▶ TO DO
Exactly as given, repeat all of the entries.

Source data
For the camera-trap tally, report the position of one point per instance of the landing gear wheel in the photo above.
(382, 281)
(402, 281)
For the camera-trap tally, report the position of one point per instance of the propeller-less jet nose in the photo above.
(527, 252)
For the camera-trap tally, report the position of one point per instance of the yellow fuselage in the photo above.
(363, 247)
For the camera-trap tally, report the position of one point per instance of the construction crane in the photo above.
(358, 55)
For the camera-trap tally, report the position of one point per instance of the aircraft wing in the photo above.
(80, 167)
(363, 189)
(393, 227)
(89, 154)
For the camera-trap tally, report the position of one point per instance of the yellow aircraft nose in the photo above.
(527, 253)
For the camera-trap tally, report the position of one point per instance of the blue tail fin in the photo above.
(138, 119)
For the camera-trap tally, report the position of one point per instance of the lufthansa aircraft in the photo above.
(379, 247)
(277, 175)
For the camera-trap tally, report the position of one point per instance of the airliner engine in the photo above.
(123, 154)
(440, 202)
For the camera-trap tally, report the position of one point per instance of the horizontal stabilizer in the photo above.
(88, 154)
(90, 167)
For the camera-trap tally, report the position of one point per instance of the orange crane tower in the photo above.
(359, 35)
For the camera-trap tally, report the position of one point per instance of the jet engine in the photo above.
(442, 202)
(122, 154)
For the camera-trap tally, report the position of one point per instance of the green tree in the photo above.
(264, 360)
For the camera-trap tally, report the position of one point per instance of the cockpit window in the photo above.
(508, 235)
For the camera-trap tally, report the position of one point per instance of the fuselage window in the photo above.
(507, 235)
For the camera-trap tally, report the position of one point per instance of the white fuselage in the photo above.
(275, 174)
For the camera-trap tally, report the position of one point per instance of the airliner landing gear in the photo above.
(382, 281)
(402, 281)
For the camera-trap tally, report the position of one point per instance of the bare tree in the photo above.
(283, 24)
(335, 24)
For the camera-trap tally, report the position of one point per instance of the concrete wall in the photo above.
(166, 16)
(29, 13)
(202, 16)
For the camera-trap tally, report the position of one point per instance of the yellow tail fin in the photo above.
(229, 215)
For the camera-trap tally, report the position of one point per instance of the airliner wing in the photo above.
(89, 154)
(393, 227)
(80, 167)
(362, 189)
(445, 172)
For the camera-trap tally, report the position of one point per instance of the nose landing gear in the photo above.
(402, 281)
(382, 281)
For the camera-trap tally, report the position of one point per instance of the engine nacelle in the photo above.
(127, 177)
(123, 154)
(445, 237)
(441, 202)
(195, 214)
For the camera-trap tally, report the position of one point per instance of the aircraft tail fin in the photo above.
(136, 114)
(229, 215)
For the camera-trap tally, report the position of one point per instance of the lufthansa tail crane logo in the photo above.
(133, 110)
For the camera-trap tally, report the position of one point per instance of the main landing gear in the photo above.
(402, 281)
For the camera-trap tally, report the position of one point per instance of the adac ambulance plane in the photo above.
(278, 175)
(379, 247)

▶ EXERCISE OUTPUT
For the camera-trap tally, report the position of one point per instance of the landing gear wheel in the photo above.
(382, 281)
(402, 281)
For the camera-trap tally, report the position of one point per instance of the propeller-less jet nose in the photo above.
(527, 252)
For the camera-trap tally, report the position of one point per instance of the yellow fuselage in the photo above.
(363, 247)
For the camera-trap tally, report the position of one point per instance of the construction crane in the photo above.
(358, 55)
For the camera-trap tally, report the position of one point per instance of the aircraft wing in the photo above.
(80, 167)
(363, 189)
(393, 227)
(89, 154)
For the camera-trap tally, report the position of one point per instance of the yellow aircraft nose in the photo above.
(527, 253)
For the camera-trap tally, report the position of one point per instance of the blue tail fin in the photo above.
(138, 119)
For the camera-trap tally, report the position of one point per instance of the lufthansa aircraft in the photo above.
(379, 247)
(277, 175)
For the camera-trap tally, report the position of one point per instance of the airliner engine in the photo above.
(123, 154)
(440, 202)
For the camera-trap tally, report the position of one point per instance of the horizontal stabilizer in the photo above.
(88, 154)
(90, 167)
For the camera-trap tally, report the position of one point per instance of the orange crane tower in the photo above.
(359, 35)
For the camera-trap tally, report the position of one point per instance of the jet engine in the photo above.
(442, 202)
(122, 154)
For the camera-trap tally, report the position of one point per instance of the green tree in the photo above.
(264, 360)
For the camera-trap tally, report the position of one point per instance of the cockpit window in the photo above.
(508, 235)
For the camera-trap tally, report the position of one point per instance of the fuselage window in the photo above.
(507, 235)
For the camera-trap tally, report the position of one point per instance of the white fuselage in the photo above.
(275, 174)
For the camera-trap tally, report the position of one point per instance of the airliner landing gear in the photo above.
(382, 281)
(402, 281)
For the camera-trap tally, report the position of one point per instance of the bare tree in the photo above.
(283, 24)
(335, 24)
For the camera-trap tally, report the position of one point per instance of the concrete wall in the photo above.
(166, 16)
(29, 13)
(202, 16)
For the camera-trap tally, report the position of one point per instance of the yellow tail fin in the photo above.
(229, 215)
For the camera-trap tally, report the position of one point per instance of the airliner wing in the photo above.
(89, 154)
(393, 227)
(80, 167)
(362, 189)
(445, 172)
For the camera-trap tally, report the position of one point per instance of the nose landing gear in the photo above.
(402, 281)
(382, 281)
For the camera-trap tally, report the position of one point per instance of the engine nacelle in the photo above.
(127, 177)
(123, 154)
(445, 237)
(441, 202)
(195, 214)
For the camera-trap tally, report the position of one point per instance of the aircraft tail fin in the photo above.
(136, 114)
(229, 215)
For the camera-trap tally, report the position of one point per instance of the lufthansa tail crane logo in the photo above.
(133, 110)
For the camera-trap tally, report the position of one point per instance of the main landing gear in the photo above.
(402, 281)
For the camera-trap tally, report the position of one point per instance of the adac ambulance plane in the photo above.
(278, 175)
(379, 247)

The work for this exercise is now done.